Transcribe word for word the lines spanning the line with "[point] every instance of the balcony" through the end of the records.
+++ Information supplied
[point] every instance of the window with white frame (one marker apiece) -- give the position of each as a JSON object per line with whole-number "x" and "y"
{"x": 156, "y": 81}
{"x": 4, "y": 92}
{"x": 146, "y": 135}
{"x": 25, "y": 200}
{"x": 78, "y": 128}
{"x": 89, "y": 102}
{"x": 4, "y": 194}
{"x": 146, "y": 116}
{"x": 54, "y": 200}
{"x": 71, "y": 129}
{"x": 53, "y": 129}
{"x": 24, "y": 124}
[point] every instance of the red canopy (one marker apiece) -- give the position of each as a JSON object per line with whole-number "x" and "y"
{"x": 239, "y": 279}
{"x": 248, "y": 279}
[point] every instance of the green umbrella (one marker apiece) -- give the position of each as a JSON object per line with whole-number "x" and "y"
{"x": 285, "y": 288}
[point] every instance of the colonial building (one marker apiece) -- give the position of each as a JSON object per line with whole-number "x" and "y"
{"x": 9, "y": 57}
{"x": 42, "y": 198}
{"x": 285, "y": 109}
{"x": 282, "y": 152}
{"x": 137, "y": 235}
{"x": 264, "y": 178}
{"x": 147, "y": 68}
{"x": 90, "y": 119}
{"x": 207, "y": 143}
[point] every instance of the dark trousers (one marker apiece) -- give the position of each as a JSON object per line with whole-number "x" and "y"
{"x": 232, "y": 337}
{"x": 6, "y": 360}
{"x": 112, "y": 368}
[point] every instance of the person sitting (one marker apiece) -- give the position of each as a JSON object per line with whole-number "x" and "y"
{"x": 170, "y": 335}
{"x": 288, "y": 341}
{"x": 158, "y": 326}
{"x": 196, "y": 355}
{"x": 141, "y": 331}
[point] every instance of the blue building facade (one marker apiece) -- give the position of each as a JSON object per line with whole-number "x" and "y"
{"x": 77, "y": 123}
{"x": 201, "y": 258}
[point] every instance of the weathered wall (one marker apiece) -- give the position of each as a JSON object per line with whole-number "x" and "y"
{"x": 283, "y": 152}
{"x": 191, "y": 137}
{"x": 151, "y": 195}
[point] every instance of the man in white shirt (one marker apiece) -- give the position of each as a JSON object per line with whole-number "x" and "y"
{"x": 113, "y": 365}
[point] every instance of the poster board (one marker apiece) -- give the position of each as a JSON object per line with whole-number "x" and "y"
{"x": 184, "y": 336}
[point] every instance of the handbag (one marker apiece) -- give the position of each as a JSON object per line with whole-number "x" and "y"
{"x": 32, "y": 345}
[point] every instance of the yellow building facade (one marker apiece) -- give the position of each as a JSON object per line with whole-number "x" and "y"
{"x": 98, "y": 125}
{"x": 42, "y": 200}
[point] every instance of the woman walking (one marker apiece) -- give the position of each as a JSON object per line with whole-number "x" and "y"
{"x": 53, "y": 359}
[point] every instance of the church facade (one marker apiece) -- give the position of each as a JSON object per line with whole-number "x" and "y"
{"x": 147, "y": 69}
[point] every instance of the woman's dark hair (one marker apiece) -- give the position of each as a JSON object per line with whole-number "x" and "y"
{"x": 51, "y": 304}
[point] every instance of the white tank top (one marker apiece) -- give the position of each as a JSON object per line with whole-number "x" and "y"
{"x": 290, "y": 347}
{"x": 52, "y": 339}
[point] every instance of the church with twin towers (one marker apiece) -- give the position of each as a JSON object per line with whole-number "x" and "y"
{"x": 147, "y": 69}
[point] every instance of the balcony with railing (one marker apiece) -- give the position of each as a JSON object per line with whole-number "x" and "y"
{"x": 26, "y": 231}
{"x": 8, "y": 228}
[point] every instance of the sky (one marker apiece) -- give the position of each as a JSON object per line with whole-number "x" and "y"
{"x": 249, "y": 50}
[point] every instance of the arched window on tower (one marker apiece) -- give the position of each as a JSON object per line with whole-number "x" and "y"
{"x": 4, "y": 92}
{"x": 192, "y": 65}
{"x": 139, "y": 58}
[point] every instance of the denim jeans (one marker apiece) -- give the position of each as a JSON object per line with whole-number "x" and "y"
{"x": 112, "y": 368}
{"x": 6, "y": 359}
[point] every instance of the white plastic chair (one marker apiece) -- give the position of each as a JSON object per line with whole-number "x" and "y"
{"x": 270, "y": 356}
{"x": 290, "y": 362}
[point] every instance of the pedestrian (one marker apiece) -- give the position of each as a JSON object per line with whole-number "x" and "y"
++++++
» Response to this exercise:
[point] every instance of the balcony with railing (one marker apiece) -- give the position of each as a JSON object per line with whole-number "x" and "y"
{"x": 26, "y": 231}
{"x": 8, "y": 228}
[point] every instance of the sky (one marker apiece) -- give the position of each as a JSON object per line with whole-number "x" and "y"
{"x": 249, "y": 50}
[point] every instance of the arched window on tower (one marker apiece) -- give the position of each as a JSON object per line with whole-number "x" and "y"
{"x": 4, "y": 92}
{"x": 192, "y": 65}
{"x": 139, "y": 58}
[point] every instance of the denim jeans (one marker apiece) -- give the position of each as a JSON object per line with whole-number "x" and "y"
{"x": 112, "y": 368}
{"x": 6, "y": 359}
[point] every instance of the white plastic chair (one marker apiece) -- give the position of each as a JSON object per line with whole-number "x" and "y"
{"x": 270, "y": 356}
{"x": 290, "y": 362}
[point] every instance of the pedestrian (one marker apiece) -- give the position of each as a JSON object per line with whole-number "x" and "y"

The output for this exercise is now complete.